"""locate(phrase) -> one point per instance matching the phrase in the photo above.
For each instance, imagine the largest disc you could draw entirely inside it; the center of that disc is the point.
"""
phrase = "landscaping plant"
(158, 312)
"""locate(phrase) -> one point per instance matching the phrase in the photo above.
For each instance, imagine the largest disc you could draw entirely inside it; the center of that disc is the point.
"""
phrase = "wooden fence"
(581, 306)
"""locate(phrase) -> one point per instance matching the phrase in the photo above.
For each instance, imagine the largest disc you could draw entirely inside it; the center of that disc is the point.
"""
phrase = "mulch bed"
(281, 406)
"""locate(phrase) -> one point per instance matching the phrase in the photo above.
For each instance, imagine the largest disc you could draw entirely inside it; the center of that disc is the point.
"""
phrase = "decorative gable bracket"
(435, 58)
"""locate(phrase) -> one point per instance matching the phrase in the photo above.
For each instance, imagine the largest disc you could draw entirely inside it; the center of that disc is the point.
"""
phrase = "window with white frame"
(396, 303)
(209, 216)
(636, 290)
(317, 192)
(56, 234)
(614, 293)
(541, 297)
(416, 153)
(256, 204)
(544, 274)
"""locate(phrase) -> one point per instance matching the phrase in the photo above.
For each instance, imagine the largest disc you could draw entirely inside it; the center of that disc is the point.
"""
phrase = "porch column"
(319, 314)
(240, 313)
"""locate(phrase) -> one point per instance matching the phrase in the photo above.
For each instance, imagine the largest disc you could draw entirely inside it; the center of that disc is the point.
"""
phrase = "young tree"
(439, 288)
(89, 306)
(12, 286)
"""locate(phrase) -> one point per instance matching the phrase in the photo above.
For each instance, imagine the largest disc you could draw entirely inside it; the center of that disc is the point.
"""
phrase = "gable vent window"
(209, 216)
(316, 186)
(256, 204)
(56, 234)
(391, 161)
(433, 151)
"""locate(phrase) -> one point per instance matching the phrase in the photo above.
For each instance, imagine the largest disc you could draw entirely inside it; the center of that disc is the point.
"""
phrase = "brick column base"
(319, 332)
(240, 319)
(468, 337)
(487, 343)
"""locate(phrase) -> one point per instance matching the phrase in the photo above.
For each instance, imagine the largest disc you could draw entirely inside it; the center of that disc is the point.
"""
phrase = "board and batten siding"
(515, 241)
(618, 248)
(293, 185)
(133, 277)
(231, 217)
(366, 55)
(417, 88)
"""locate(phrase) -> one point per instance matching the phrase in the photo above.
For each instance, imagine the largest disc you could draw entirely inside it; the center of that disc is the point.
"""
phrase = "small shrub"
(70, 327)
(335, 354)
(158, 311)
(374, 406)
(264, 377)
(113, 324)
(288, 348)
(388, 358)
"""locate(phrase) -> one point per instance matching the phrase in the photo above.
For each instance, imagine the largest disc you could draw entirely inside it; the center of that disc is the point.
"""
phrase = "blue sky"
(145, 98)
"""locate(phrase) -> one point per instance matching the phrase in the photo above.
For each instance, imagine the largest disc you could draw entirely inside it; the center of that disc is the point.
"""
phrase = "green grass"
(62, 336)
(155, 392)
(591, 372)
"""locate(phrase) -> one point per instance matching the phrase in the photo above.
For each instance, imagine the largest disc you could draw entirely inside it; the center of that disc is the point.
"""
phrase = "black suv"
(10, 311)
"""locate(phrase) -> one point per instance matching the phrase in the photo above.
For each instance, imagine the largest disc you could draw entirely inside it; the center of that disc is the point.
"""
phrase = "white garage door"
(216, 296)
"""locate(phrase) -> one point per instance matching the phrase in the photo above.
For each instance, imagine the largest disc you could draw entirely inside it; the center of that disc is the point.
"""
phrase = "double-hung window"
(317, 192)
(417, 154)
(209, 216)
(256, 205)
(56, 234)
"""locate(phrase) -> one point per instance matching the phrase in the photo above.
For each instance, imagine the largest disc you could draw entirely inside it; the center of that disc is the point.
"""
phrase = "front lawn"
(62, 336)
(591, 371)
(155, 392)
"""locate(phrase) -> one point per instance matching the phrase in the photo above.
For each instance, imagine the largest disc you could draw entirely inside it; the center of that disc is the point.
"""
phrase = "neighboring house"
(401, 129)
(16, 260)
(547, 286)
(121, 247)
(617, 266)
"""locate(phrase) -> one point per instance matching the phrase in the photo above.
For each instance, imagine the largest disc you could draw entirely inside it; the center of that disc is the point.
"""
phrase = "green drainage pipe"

___

할 일:
위의 줄 가운데 "green"라는 문자열이 들어 있는 줄을 빠짐없이 모아 적으십시오.

예제 풀이:
phrase = "green grass"
phrase = "green drainage pipe"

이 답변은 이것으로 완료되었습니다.